- [PASSAGE]
_ _ _ _

By Aaron Bonk
While it’s the cylinder head itself that puts the introduced air to work within the engine, it’s the job of both the intake manifold and the throttle body to direct said airflow into the head as evenly dispersed as possible and to do so in a controlled fashion. The intake manifold then, is essentially an extension of the intake ports of the cylinder head with provisions to allow fuel to be introduced into the combustion chambers. The throttle body simply dictates how much air will enter and for how long as a result of how much pressure is applied to the accelerator. Intake manifolds typically feature tube-shaped runners – one exiting each individual port on the cylinder head – that mate up to a horizontally opposed plenum designed to equally distribute airflow to each runner. The throttle body generally attaches directly to the intake manifold’s plenum and features an electronically controlled or cable actuated plate to control the amount of air to be let in.
As mentioned earlier, many engines fall short in regards to what their volumetric efficiencies are in reality and what they may be potentially. Substituting or modifying an engine’s inferior intake manifold is one of the easiest ways to bump up an engine’s volumetric efficiency and, in turn, its power.

_ _ _ _

- [PROBLEMS]
1. Which lines in the records contain the string "leaf", with case counting? Collect and copy each of those lines.
2. How would the intake manifold article go on after its last sentence? Resume writing it from that point.
These records bear no relation to the intake manifold passage.

- [INPUT DATA]
_ _ _ _

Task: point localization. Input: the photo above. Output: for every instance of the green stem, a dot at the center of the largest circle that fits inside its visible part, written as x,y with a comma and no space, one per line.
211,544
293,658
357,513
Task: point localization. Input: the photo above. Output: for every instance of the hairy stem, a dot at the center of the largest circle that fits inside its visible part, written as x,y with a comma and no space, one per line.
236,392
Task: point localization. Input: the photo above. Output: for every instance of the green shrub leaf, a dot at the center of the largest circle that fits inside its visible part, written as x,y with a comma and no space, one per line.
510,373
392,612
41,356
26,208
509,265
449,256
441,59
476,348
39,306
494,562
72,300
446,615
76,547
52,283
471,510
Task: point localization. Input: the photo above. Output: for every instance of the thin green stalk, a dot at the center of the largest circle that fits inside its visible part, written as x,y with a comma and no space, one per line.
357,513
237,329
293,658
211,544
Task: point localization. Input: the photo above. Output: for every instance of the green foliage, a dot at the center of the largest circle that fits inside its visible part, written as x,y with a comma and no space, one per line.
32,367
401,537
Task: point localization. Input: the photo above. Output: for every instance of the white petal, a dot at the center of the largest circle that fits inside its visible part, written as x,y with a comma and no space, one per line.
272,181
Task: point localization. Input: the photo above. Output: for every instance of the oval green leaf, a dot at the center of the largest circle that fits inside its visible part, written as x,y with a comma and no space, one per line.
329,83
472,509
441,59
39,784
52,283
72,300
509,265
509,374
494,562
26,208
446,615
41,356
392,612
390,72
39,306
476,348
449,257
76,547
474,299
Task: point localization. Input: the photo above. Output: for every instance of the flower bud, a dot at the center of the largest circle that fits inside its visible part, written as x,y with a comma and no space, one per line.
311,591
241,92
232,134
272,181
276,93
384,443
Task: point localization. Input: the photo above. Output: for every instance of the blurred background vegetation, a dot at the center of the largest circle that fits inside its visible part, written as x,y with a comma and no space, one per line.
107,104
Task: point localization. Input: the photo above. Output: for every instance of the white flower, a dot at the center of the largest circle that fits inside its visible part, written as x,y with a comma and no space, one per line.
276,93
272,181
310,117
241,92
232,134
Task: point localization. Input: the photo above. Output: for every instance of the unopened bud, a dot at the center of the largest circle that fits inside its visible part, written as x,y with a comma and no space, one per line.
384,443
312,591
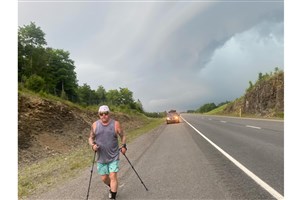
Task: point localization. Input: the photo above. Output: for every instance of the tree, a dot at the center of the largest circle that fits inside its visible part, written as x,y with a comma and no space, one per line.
35,83
31,43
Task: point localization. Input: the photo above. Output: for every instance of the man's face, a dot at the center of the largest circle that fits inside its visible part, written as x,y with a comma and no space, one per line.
104,116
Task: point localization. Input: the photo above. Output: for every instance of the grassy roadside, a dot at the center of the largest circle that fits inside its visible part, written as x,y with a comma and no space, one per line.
47,173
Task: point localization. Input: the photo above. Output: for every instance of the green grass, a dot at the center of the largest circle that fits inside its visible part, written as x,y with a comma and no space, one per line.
217,110
47,173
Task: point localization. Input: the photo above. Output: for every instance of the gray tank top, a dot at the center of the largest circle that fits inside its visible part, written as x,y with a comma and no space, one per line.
107,140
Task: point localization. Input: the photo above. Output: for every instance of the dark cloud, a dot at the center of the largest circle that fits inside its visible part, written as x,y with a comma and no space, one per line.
171,55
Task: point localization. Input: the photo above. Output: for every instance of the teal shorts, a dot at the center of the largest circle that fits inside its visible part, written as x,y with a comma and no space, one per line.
106,168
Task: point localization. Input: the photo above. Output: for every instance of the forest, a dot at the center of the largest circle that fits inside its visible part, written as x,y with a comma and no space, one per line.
47,70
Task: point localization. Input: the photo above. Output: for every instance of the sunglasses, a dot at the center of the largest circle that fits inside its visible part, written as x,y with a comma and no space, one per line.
103,113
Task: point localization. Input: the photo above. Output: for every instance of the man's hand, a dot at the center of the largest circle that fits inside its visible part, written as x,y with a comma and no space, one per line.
95,147
123,149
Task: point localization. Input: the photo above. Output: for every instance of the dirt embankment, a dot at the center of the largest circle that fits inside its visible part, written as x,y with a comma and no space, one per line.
48,128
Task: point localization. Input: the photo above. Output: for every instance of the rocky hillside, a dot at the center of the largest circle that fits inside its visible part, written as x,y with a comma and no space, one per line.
264,99
48,127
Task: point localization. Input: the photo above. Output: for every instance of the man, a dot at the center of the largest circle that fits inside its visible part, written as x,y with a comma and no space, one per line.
104,139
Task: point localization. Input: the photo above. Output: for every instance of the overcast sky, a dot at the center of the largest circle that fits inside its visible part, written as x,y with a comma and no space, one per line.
171,55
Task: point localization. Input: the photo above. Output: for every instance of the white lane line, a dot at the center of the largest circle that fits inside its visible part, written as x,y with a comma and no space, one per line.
260,182
256,127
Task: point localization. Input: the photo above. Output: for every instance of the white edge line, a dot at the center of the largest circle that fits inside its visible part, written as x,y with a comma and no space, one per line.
260,182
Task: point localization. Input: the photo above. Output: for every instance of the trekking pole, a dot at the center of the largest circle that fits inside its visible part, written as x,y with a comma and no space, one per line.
135,172
87,196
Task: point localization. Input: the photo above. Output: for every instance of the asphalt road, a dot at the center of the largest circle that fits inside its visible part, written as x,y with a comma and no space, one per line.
175,162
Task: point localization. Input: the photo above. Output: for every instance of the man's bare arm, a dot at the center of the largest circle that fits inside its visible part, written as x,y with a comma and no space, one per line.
92,136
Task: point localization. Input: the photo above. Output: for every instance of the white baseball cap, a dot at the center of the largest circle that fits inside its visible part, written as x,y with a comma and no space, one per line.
103,108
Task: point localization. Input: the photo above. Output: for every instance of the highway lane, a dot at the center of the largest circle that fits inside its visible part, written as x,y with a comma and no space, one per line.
180,164
257,144
175,162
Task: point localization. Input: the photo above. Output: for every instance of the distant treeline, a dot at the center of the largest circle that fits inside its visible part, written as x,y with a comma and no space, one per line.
47,70
211,106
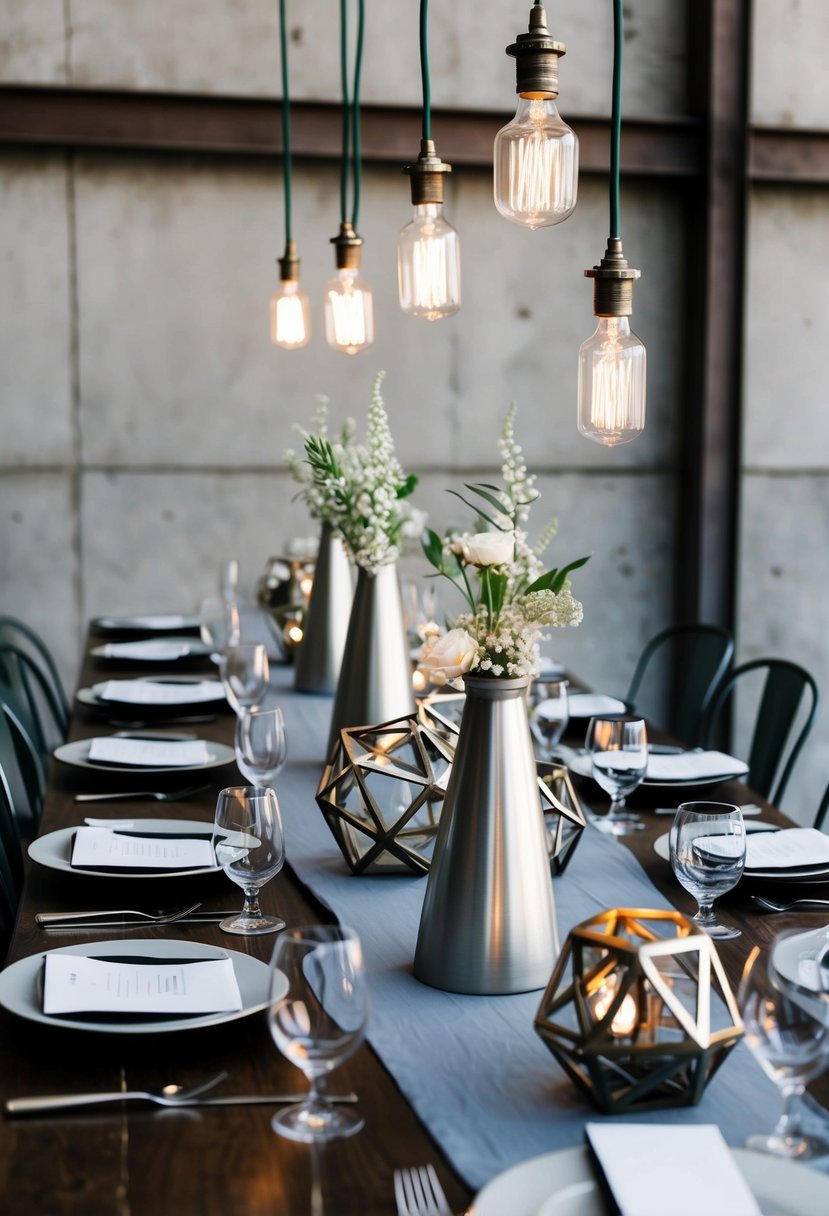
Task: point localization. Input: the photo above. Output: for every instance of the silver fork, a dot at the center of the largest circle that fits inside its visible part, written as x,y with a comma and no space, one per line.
159,795
169,1096
116,916
773,906
417,1192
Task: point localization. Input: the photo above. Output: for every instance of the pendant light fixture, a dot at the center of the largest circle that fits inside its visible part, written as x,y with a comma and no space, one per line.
536,155
291,311
613,361
428,249
349,305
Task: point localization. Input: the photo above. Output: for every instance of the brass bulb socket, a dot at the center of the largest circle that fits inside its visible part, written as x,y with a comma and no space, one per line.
613,282
427,175
348,246
536,58
288,263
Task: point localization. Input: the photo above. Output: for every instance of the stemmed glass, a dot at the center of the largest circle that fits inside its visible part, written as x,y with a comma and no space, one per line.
219,625
244,674
708,855
618,748
319,1022
261,747
787,1029
550,714
249,846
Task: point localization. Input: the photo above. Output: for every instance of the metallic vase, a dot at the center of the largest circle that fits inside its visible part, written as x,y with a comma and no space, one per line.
489,921
326,623
376,675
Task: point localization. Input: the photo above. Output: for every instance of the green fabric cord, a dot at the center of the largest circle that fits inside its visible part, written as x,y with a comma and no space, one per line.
286,125
615,117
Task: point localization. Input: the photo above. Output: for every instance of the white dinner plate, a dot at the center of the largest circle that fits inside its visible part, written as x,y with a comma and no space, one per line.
192,648
20,986
54,850
145,623
77,754
564,1184
92,698
663,844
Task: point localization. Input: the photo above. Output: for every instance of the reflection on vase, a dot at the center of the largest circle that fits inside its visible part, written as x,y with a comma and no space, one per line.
326,624
376,674
489,921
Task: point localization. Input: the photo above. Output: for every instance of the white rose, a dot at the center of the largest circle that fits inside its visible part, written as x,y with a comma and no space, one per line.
446,658
489,549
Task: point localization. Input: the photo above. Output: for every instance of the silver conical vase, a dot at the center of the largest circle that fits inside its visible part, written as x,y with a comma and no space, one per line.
489,921
376,675
326,624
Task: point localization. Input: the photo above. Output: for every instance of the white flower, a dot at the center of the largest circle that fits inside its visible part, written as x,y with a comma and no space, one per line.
489,549
446,658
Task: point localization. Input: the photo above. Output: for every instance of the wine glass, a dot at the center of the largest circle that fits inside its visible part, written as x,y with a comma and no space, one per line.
317,1023
249,846
219,625
787,1029
708,855
550,714
618,748
261,747
244,674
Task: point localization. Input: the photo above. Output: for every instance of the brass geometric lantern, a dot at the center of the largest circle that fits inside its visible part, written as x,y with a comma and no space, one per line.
564,817
381,794
638,1011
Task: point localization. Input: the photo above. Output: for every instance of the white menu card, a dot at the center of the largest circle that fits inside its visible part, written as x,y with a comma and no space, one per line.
148,753
653,1170
77,984
156,692
105,849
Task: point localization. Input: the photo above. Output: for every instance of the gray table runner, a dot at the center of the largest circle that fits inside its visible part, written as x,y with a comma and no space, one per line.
473,1068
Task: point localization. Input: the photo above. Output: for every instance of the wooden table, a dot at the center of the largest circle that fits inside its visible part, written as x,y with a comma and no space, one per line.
136,1160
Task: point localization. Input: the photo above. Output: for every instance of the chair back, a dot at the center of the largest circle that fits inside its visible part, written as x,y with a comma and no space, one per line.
776,742
688,663
17,636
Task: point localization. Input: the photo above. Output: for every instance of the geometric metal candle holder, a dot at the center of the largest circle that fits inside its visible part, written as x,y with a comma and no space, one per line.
638,1009
381,794
564,817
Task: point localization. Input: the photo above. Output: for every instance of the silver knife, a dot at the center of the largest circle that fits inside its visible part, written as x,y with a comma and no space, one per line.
44,1103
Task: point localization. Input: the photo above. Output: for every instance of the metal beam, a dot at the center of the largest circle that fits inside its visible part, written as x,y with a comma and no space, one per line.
105,118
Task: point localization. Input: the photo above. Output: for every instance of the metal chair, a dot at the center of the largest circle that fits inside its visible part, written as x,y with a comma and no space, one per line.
774,742
18,639
688,662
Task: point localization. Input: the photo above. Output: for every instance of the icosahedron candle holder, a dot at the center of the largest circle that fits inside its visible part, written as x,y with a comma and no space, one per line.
381,794
638,1011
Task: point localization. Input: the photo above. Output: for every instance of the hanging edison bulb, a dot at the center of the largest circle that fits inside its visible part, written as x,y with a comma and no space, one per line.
613,360
349,304
429,249
536,155
291,310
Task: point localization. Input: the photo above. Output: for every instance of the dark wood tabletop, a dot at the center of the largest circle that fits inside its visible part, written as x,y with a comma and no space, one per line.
136,1160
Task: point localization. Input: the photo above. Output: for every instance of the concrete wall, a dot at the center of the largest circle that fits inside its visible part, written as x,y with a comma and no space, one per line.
145,410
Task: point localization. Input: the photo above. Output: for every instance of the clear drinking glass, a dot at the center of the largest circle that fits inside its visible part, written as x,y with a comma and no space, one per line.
244,674
708,855
249,846
261,746
219,625
550,714
618,748
319,1022
787,1029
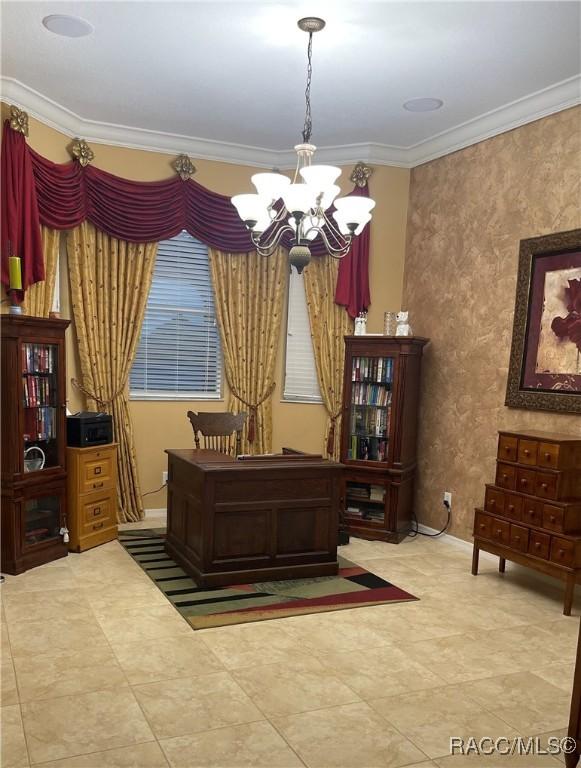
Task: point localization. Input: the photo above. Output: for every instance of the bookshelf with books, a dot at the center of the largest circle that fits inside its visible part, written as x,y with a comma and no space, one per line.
33,441
378,443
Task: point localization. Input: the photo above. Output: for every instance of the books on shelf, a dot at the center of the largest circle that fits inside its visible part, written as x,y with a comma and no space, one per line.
378,369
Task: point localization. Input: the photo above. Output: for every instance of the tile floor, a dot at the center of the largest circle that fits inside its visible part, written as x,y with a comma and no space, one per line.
98,671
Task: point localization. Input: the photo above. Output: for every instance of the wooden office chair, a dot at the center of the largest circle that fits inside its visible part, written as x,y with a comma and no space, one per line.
218,431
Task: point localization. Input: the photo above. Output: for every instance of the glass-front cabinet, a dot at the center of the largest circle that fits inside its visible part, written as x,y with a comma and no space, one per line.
33,441
380,392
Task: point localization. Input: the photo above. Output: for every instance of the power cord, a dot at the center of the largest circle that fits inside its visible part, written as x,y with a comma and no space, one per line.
413,532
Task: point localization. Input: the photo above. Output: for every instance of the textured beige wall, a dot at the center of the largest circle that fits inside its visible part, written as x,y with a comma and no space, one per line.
467,213
160,425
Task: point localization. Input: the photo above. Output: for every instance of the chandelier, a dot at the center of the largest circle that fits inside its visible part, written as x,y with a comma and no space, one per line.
301,207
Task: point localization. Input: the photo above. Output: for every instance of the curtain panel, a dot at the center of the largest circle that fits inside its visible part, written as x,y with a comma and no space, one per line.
249,292
38,299
61,196
110,282
329,323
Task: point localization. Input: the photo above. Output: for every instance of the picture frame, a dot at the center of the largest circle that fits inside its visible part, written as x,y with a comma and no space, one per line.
545,359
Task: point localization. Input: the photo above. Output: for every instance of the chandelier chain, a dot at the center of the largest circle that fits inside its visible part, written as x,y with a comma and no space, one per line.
308,128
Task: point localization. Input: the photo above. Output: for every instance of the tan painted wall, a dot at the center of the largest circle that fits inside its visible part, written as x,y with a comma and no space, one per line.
160,425
468,211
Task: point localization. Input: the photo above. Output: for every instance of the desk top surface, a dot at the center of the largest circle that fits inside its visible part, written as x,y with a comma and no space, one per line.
216,460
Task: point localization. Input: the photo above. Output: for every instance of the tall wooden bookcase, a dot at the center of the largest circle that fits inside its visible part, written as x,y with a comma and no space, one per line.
378,438
33,416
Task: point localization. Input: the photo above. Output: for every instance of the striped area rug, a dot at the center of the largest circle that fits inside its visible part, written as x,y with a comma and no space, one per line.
218,606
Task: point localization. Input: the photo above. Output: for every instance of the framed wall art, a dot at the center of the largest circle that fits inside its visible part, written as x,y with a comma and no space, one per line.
545,359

_ _ _ _

- [RESPONSES BY TASK]
1.
Task: point localization. Input: the photo above. Output: for every instance of the green shrub leaf, a dot at the center of the largest circle that fits inside its visible part, written as x,y with a comma and no space, one per line.
Task: point localization. Input: the photo above. Output: for every instance of the oval green leaf, a dot at the center of the largest circle that fits inside its visible part, written as x,y with a comma and no space, one per line.

2.
Intake Manifolds: What They Do
Designing an intake manifold that works is not terribly difficult; designing a tuned intake manifold that works well is a calculated effort, requiring both skill and an in-depth understanding of the four-stroke engine process. The intake manifold comes into play once the intake valve opens during the intake stroke of the engine cycle (the four-stroke engine cycle process is detailed in chapter 3). Air enters through its respective runner and comes charging toward the cylinder head, through the port and into the combustion chamber. Most manifold designs can’t help but accommodate this scenario; the more mysterious part occurs once the intake valves close at the end of the cycle’s intake stroke. With the valves closed, the incoming air charge slams against both the cylinder head’s ports and the backside of the intake valves. The incoming air charge then reverts back upon itself forming a high-pressure area within the manifold’s runners. This high-pressure area, also referred to as a wave, ultimately heads back toward the intake manifold’s plenum. The process repeats itself, and if the manifold is tuned and designed properly, the next time the wave reaches the intake valves, they’ll be open, just in time for the next intake stroke.
While a well-designed intake manifold will increase horsepower and torque, it can also improve fuel efficiency. As pressure is applied to the accelerator, the intake manifold, through the throttle body, adjusts the correct amount of air that will enter the combustion chamber in order to not waste fuel. But modifying or swapping intake manifolds can be tricky business; what works for one engine combination might not work for the next. By simply swapping out something as simple as a set of camshafts, a manifold that once worked well may not now.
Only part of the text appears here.